Task instructions:
1. In the Stream 4K remote thread, what does mdavej say is needed besides a FLIRC reprogrammed with TiVo codes?
2. Please extend the Stream 4K remote thread from the point where it stops.

Page:
# Stream 4K Remote



## sharonvillines (Feb 1, 2009)

As a long-time TIVO user, I am very surprised that they changed their perfect and iconic remote. The small one is too light and too small. It feels like a Chinese knockoff.

Stream is wonderful and compared to Roku has the expected better menus and navigation. But the physical feel of the remote is definitely not. The only thing I can do so far is adding weight so it doesn't flip around and fall on the floor when I push a button using one hand. It doesn't sit in my hand.

Is there any way to reprogram the normal remote to use with Stream?


----------



## mdavej (Aug 13, 2015)

I don’t see why an FLIRC reprogrammed with TiVo codes wouldn’t work. You’d also need a USB Y adapter to connect power and the dongle. Give it a try and let us know.


----------



## slick1ru2 (Apr 24, 2021)

Dataset excerpt:

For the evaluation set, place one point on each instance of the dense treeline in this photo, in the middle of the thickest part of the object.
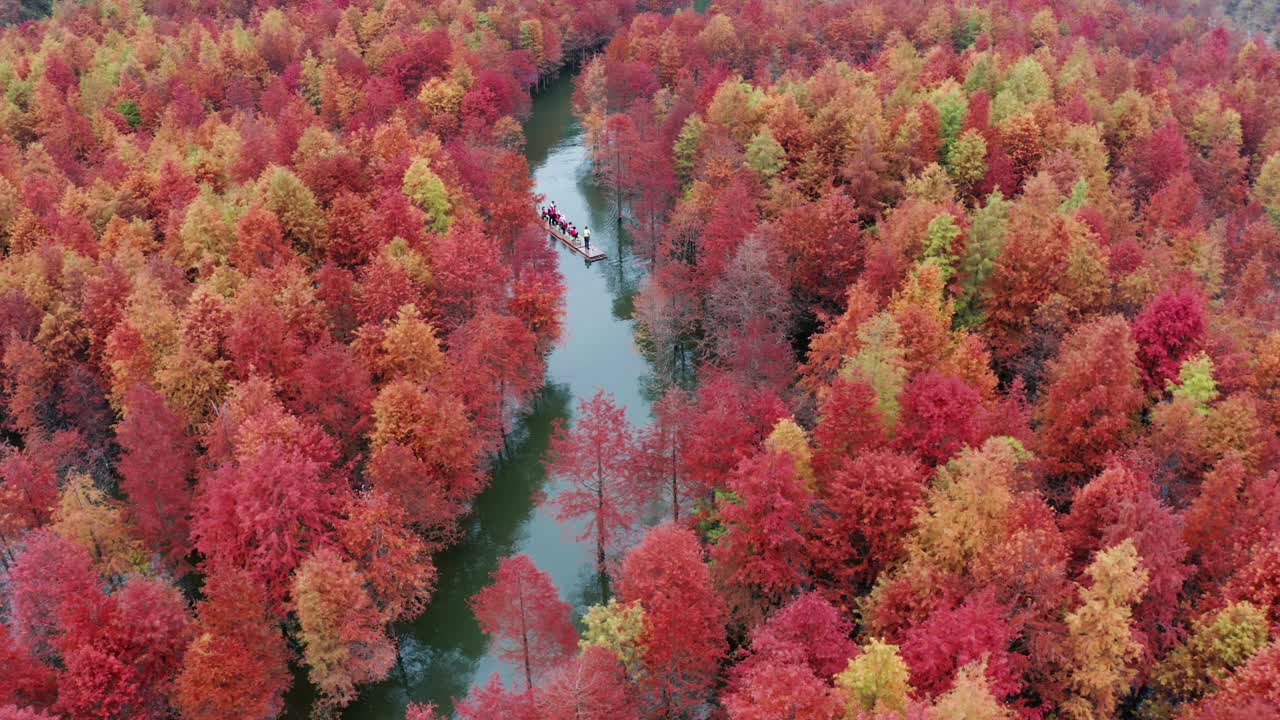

Responses to the tasks:
1. A USB Y adapter to connect power and the dongle.

2.
As a user of a Chinese remote I don't agree. It's flimsy and sometimes it takes repeated pushing for it to work. And sometimes other buttons are engaged than the one pushed.


----------



## Dan203 (Apr 17, 2000)

I like it. It’s better than the remote that comes with most other streaming dongles.


----------



## eskovan (Sep 30, 2002)

It took a little while to get used to its size, but I think it fits in your hand well just like the original. For a while I still had my Roamio hooked up along side the TS4K. After using the small remote for a week the regular TiVo remote felt huge!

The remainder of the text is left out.